Return all of the data exactly as given.

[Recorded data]
┄┄┄┄┄┄┄┄┄┄┄┄┄┄┄┄┄┄┄┄

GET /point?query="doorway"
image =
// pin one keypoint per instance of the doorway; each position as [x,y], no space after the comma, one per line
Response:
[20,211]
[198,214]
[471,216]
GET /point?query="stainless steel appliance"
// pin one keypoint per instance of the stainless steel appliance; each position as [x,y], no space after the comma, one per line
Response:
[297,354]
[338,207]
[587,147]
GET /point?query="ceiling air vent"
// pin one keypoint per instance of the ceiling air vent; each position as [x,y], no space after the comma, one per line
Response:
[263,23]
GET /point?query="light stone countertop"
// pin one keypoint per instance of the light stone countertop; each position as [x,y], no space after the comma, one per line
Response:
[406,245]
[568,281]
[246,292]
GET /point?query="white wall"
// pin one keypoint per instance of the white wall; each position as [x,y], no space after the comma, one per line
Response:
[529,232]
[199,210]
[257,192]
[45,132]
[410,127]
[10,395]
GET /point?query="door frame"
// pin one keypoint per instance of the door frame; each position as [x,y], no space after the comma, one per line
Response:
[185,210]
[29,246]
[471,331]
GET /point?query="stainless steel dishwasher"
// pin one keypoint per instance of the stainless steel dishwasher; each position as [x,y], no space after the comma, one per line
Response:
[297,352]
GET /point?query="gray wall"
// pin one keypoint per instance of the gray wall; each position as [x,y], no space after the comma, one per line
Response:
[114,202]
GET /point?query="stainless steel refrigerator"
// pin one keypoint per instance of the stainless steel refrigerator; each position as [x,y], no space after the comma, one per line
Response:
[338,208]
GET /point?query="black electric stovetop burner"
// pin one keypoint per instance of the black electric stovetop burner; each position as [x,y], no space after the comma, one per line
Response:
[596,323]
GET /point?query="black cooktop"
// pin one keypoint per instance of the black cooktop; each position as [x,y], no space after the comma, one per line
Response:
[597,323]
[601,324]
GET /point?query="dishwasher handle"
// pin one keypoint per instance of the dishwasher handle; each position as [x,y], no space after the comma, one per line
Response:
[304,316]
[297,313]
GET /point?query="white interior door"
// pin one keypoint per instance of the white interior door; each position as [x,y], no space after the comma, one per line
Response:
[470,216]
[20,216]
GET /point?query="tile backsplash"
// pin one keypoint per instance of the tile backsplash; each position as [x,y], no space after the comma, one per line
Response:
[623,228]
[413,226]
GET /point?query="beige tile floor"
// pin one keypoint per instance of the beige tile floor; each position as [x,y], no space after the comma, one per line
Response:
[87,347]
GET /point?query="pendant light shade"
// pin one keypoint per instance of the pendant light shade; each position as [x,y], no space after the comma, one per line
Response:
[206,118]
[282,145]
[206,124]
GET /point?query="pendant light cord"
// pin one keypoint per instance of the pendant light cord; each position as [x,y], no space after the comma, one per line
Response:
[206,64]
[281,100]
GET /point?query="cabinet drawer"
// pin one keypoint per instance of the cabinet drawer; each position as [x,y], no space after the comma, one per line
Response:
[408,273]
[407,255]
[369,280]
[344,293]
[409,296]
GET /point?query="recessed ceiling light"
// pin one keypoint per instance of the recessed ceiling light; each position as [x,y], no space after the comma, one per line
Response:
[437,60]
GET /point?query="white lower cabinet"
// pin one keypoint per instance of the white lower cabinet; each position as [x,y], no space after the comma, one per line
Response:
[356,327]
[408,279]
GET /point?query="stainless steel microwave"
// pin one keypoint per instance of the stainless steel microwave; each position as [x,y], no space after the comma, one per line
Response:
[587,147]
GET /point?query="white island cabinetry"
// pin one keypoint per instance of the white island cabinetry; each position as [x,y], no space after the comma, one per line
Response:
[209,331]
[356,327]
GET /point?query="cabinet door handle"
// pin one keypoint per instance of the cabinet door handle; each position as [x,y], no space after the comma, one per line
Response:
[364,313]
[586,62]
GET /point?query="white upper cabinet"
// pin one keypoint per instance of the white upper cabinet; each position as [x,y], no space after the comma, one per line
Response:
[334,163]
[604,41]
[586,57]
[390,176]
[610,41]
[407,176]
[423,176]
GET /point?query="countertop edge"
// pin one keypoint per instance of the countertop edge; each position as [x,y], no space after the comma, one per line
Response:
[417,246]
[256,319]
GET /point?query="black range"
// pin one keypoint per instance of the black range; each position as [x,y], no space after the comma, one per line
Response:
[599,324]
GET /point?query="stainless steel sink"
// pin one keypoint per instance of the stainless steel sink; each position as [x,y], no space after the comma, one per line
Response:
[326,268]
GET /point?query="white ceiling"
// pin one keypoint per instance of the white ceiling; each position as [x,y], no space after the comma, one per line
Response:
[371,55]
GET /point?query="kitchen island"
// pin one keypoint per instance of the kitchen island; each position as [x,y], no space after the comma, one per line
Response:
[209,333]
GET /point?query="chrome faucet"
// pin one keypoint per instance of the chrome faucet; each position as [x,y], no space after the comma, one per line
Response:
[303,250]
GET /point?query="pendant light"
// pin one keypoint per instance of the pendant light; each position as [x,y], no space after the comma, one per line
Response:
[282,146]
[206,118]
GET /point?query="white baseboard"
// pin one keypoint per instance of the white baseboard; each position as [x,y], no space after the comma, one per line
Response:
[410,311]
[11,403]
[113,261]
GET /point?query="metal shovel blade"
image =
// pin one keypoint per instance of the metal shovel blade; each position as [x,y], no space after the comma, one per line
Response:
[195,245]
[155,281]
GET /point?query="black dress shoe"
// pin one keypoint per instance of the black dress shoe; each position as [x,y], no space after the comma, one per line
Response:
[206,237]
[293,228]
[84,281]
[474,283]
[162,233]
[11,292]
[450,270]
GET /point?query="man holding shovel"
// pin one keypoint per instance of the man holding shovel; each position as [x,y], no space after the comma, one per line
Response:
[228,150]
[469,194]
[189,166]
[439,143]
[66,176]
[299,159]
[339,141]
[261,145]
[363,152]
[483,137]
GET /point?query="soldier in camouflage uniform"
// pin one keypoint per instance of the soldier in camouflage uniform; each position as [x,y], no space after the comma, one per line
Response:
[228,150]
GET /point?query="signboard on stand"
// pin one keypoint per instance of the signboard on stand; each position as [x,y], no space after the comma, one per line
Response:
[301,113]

┄┄┄┄┄┄┄┄┄┄┄┄┄┄┄┄┄┄┄┄

SOLUTION TO THIS EXERCISE:
GET /point?query="doorway"
image =
// pin one keypoint per instance of the doorway; each position as [x,y], no space after the comma, one per line
Response:
[20,211]
[198,214]
[471,216]
GET /point?query="stainless steel appliance"
// pin one keypoint per instance of the stainless steel appliance; each position as [x,y], no space after the comma, one per line
Response:
[297,354]
[338,207]
[587,147]
GET /point?query="ceiling air vent"
// pin one keypoint per instance of the ceiling air vent; each position as [x,y], no space after the comma, one per line
Response:
[263,23]
GET /point?query="light stone countertop"
// pin one keypoint per instance of the light stone countertop; each position as [x,y], no space after the comma, one per line
Response:
[406,245]
[568,281]
[246,292]
GET /point?query="white wall"
// pin one keypoint per instance of the white wall; each position as [x,y], no space after the comma, one per line
Response:
[529,232]
[199,210]
[257,192]
[45,132]
[410,127]
[10,395]
GET /point?query="door frame"
// pin one keypoint per instance of the door frame; each position as [x,y], no space after the comma, one per line
Response:
[185,210]
[29,246]
[471,331]
GET /point?query="stainless steel dishwasher"
// pin one keypoint per instance of the stainless steel dishwasher; each position as [x,y], no space after the comma, one per line
Response:
[297,352]
GET /point?query="gray wall"
// pin one keypoint per instance of the gray wall; each position as [x,y], no space after the comma, one per line
Response:
[114,202]
GET /point?query="stainless steel refrigerator"
// pin one keypoint per instance of the stainless steel refrigerator; each position as [x,y], no space after the comma, one per line
Response:
[338,208]
GET /point?query="black electric stovetop burner"
// pin one keypoint per instance of the black electric stovetop burner; each position as [x,y], no space after the comma, one per line
Response:
[596,323]
GET /point?query="black cooktop"
// pin one keypoint per instance of the black cooktop; each position as [x,y], no space after the comma, one per line
Response:
[597,323]
[601,324]
GET /point?query="dishwasher handle"
// pin one keypoint per instance of the dishwasher handle; each position as [x,y], no space after the comma, one per line
Response:
[304,316]
[297,313]
GET /point?query="white interior door"
// pin one keypoint per instance of the white interior door; each position as [x,y], no space after the comma, one per line
Response:
[470,216]
[20,216]
GET /point?query="tile backsplash"
// pin one keypoint per instance of the tile backsplash; each position as [x,y], no space after the comma, one per line
Response:
[623,228]
[413,226]
GET /point?query="beige tile floor"
// pin one keypoint per instance of the beige tile floor; each position as [x,y], no space after the comma, one per line
Response:
[87,347]
GET /point?query="pendant light shade"
// pin one keypoint per instance of the pendant light shade; each position as [x,y], no space after the comma, one per line
Response:
[206,118]
[282,145]
[206,124]
GET /point?query="pendant light cord"
// pin one keypoint per instance of the pendant light cord; each position as [x,y], no space after the comma, one per line
Response:
[206,64]
[281,100]
GET /point?query="cabinet drawer"
// pin one keypoint per instance of the cabinet drawer; each position as [x,y], no space after the comma, one per line
Response:
[408,273]
[407,255]
[369,280]
[344,293]
[409,296]
GET /point?query="recessed ceiling light"
// pin one keypoint per instance of the recessed ceiling light; each position as [x,y], no space after the comma, one per line
Response:
[437,60]
GET /point?query="white lower cabinet"
// pin one keypoint per instance of the white lower cabinet; each position as [x,y], no space after the comma, one per line
Response:
[356,327]
[408,279]
GET /point?query="stainless steel microwave"
// pin one keypoint per instance of the stainless steel microwave; each position as [x,y], no space after the comma, one per line
Response:
[587,147]
GET /point?query="white island cabinetry"
// pin one keypoint per instance of the white island cabinetry; each position as [x,y], no space after the comma, one per line
Response:
[209,331]
[356,327]
GET /point?query="cabinet door handle"
// pin one keypoint per instance of the cabinet door handle; each position as [x,y], no space after the comma, one per line
Response:
[364,313]
[586,62]
GET /point?query="white upper cabinet"
// pin one keypoint per instance of the white upper cabinet; each position as [x,y], no space after the comma, one per line
Response:
[334,163]
[604,41]
[586,57]
[390,176]
[610,41]
[407,176]
[423,176]
GET /point?query="countertop edge"
// pin one keypoint per instance of the countertop edge; each position as [x,y], no space after the comma, one per line
Response:
[417,246]
[256,319]
GET /point?query="black range"
// pin one keypoint per instance of the black range; each position as [x,y], no space after the comma, one per line
Response:
[599,324]
GET /point?query="stainless steel sink"
// pin one keypoint per instance of the stainless steel sink; each position as [x,y], no space after the comma, one per line
Response:
[326,268]
GET /point?query="white ceiling"
// pin one keypoint per instance of the white ceiling; each position as [x,y], no space after the comma, one per line
Response:
[371,55]
GET /point?query="kitchen island"
// pin one keypoint per instance of the kitchen island; each position as [x,y], no space after the comma, one per line
Response:
[209,333]
GET /point?query="chrome faucet"
// pin one keypoint per instance of the chrome faucet; each position as [x,y], no space after the comma, one per line
Response:
[303,250]
GET /point?query="pendant light"
// pin one keypoint per instance of the pendant light; each position as [x,y], no space after the comma, one per line
Response:
[282,146]
[206,118]
GET /point?query="white baseboard"
// pin one keypoint per instance of the white baseboard; each position as [x,y], no space after the comma, one per line
Response:
[410,311]
[11,403]
[113,261]
GET /point?query="metal shovel blade"
image =
// pin one keypoint per instance of the metal shovel blade; each position as [x,y], no space after the comma, one per line
Response:
[195,245]
[155,281]
GET /point?query="black dress shoe"
// pin one keypoint per instance of the black dress shoe; each position as [x,y], no space after the comma, one per line
Response:
[206,237]
[293,228]
[84,281]
[474,283]
[162,233]
[11,292]
[450,270]
GET /point?query="man holding shovel"
// pin one keypoint per instance of the man holding shovel; each position as [x,y], no space after the comma, one per line
Response:
[228,150]
[469,194]
[189,166]
[439,143]
[66,176]
[299,159]
[339,141]
[261,145]
[363,152]
[483,137]
GET /point?query="soldier in camouflage uniform"
// pin one keypoint per instance of the soldier in camouflage uniform; each position as [x,y], no space after the comma, one per line
Response:
[228,150]
GET /point?query="signboard on stand"
// pin one keypoint per instance of the signboard on stand; each position as [x,y], no space after the comma, one per line
Response:
[301,113]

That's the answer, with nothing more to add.